AIM OF THE EXERCISE: Copy the lines from the start through the one containing "M 214 146 L", both ends included, with the requests kept as they are. Scale every coordinate in the answers by 1.65, rounding to whole numbers with halves rounded up.

════════════════════

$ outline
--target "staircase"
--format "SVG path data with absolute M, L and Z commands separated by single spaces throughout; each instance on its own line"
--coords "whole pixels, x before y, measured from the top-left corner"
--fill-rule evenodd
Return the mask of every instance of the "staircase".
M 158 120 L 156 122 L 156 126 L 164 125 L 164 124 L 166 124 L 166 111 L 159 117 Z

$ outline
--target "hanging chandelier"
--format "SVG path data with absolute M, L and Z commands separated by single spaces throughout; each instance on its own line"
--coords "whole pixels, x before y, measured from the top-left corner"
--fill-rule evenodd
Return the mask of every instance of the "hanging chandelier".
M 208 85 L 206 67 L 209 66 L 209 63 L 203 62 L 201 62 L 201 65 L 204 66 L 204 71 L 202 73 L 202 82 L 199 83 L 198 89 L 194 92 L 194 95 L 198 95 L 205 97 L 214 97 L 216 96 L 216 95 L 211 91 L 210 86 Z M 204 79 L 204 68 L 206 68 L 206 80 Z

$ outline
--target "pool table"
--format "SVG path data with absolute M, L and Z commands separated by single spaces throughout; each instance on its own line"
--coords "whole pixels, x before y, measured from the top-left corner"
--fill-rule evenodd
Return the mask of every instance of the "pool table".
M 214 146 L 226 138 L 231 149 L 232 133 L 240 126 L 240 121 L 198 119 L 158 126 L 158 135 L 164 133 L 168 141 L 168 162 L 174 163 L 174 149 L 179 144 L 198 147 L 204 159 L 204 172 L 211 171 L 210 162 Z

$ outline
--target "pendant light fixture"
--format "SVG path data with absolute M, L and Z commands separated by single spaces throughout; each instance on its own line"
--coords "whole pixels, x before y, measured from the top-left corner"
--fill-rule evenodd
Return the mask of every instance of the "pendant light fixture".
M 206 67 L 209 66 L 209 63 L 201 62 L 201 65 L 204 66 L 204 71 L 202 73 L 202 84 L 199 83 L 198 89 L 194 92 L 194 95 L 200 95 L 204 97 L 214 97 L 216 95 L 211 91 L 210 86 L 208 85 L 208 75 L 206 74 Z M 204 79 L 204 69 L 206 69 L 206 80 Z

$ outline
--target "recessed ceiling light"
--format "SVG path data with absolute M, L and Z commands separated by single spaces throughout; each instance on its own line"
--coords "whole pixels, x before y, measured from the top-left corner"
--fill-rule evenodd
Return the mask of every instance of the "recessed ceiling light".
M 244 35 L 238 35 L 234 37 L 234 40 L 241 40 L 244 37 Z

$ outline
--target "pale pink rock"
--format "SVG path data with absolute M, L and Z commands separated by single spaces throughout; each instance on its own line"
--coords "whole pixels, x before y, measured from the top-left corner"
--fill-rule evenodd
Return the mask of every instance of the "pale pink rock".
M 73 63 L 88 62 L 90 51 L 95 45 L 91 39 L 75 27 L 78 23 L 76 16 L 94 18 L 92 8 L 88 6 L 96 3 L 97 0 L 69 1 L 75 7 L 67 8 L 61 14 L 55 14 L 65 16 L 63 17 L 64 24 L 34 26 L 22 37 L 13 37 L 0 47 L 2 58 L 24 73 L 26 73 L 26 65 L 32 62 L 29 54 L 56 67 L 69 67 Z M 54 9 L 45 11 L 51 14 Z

════════════════════

RESULT OF THE TASK:
$ outline
--target "staircase"
--format "SVG path data with absolute M, L and Z commands separated by single spaces throughout; each instance on its own line"
--coords "whole pixels, x before y, measured from the top-left corner"
--fill-rule evenodd
Return the mask of every instance of the "staircase".
M 261 198 L 257 201 L 257 208 L 271 206 L 271 205 L 274 205 L 274 183 L 262 193 Z

$ outline
--target "hanging chandelier"
--format "SVG path data with absolute M, L and Z commands separated by single spaces throughout; each instance on its own line"
--coords "whole pixels, x before y, measured from the top-left corner"
--fill-rule evenodd
Return the mask of every instance of the "hanging chandelier".
M 343 140 L 340 111 L 345 109 L 345 104 L 335 102 L 332 102 L 332 107 L 337 109 L 337 117 L 333 120 L 333 135 L 328 137 L 327 147 L 320 152 L 320 157 L 327 157 L 338 160 L 353 160 L 356 158 L 356 157 L 348 150 L 347 142 Z M 337 130 L 337 112 L 340 112 L 340 132 Z

$ outline
--target "pool table"
--format "SVG path data with absolute M, L and Z commands separated by single spaces throughout; each instance on its own line"
--coords "whole pixels, x before y, measured from the top-left corner"
--fill-rule evenodd
Return the mask of every instance of the "pool table".
M 353 241 L 373 228 L 381 246 L 383 219 L 396 208 L 396 200 L 327 196 L 261 208 L 261 223 L 271 219 L 277 233 L 277 267 L 287 269 L 287 246 L 295 238 L 327 243 L 337 262 L 337 284 L 348 282 L 347 267 Z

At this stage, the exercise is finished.